Semillas Silvestres: Twenty-five Years of Native Seed Production in the Iberian Peninsula

Contributed by Cándido Gálvez, Botany PhD. Founder and technical manager of Semillas Silvestres, S. L.

Founded over 25 years ago in Córdoba, Spain, the native seed company Semillas Silvestres S. L. is a pioneer and leader in bringing the diversity of the Iberia flora to market and increasing the use of native plants in ecological restoration. Today our seed list is an essential resource for the drafting of any project related to Iberian diversity, whether environmental restoration, recovery of biodiversity in agro ecosystems, or for new projects for sustainable landscaping, so necessary actually in the cities.

Currently, we have two exciting collaborations and applications using native seeds.  The first with with Spanish universities and public research organizations to advance sustainable agriculture by using seeds of native plants to establish herbaceous understory in woody crops and to increase functional biodiversity to support beneficial insects in arable crops. The second is with landscapers and technicians of green areas in Spanish town councils to promote native biodiversity (plant and animal), in urban landscapes as part of the legal requirement to eliminate pesticides and herbicides from the urban environment.

* * * * * * *

**Exercise set:**
[a] According to the Semillas Silvestres text, why is the company working with landscapers and green-area technicians in Spanish town councils? Answer in one to three sentences.
[b] Please reproduce the Semillas Silvestres text word for word, starting at "Semillas Silvestres: Twenty-five" and ending at "Silvestres, S. L.".

* * * * * * *

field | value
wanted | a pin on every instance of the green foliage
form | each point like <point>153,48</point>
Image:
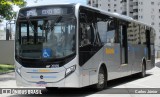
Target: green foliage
<point>6,10</point>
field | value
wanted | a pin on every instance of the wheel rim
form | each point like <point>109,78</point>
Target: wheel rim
<point>101,79</point>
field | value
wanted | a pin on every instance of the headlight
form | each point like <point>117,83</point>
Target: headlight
<point>70,70</point>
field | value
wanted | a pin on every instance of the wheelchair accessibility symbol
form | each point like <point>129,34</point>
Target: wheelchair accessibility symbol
<point>47,53</point>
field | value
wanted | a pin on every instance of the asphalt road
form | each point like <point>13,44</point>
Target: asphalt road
<point>119,86</point>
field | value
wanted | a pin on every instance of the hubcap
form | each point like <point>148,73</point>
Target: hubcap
<point>101,79</point>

* * * * * * *

**Solutions below:**
[a] The company works with them to promote native plant and animal biodiversity in urban landscapes. This is part of the legal requirement to eliminate pesticides and herbicides from the urban environment.

[b]
Semillas Silvestres: Twenty-five Years of Native Seed Production in the Iberian Peninsula

Contributed by Cándido Gálvez, Botany PhD. Founder and technical manager of Semillas Silvestres, S. L.